• [To do]:
Return each line from the entries below that contains the word "tree".

• [Stored rows]:
+ + +

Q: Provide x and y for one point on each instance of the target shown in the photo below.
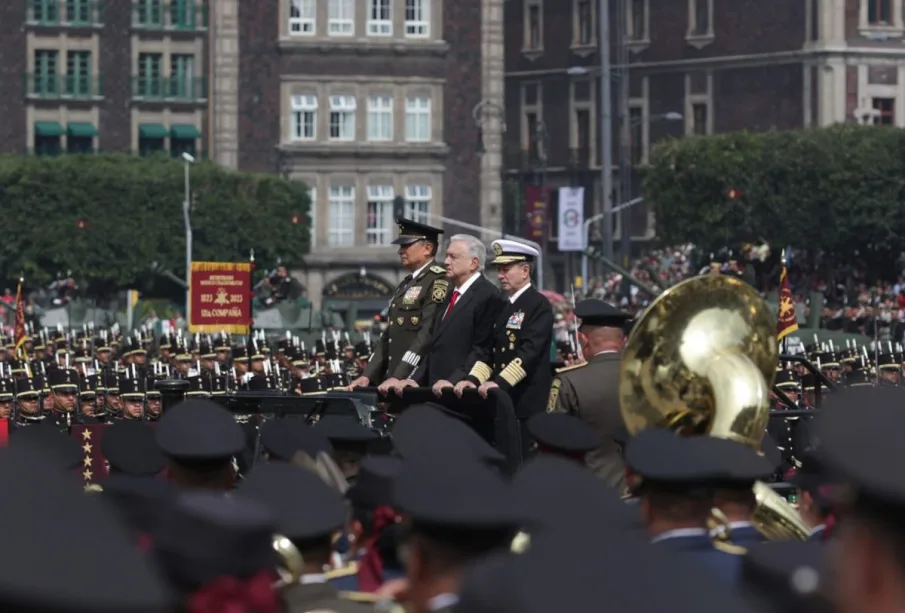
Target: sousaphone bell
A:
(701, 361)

+ + +

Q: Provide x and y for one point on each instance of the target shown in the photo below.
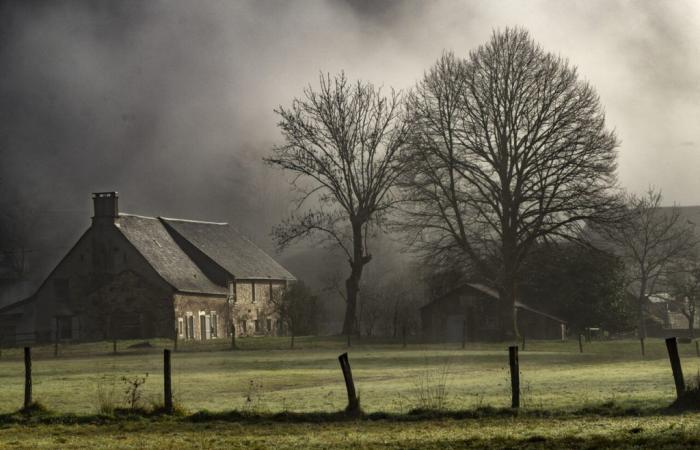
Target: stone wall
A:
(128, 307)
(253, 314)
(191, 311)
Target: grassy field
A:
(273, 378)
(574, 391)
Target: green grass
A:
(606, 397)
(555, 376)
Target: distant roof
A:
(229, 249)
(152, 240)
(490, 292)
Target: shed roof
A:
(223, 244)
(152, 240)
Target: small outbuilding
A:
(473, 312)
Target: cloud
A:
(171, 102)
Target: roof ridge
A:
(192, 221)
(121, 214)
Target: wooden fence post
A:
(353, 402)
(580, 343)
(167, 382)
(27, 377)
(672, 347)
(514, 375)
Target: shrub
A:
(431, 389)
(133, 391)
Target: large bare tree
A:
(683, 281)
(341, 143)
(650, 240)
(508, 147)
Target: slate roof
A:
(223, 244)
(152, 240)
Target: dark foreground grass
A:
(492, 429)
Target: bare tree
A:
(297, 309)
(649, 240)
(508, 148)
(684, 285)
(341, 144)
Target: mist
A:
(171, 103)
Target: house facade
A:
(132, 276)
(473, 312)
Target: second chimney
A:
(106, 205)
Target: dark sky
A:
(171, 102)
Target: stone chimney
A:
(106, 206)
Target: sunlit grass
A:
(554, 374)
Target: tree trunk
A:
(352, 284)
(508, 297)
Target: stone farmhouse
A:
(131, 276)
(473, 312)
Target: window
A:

+ + +

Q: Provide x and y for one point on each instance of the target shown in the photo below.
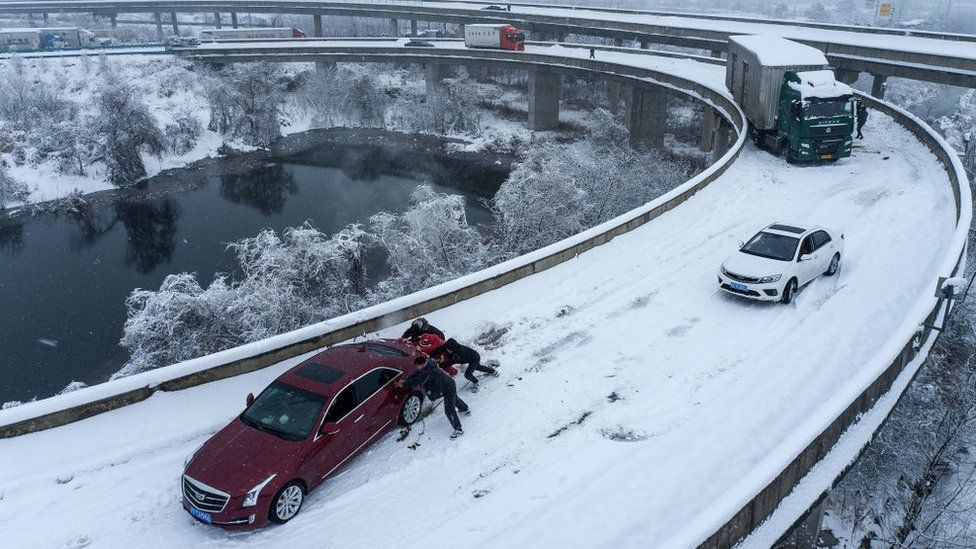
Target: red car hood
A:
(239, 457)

+ + +

• [Solution to this exercise]:
Target: large bare tree
Target: bare tree
Target: tree trunk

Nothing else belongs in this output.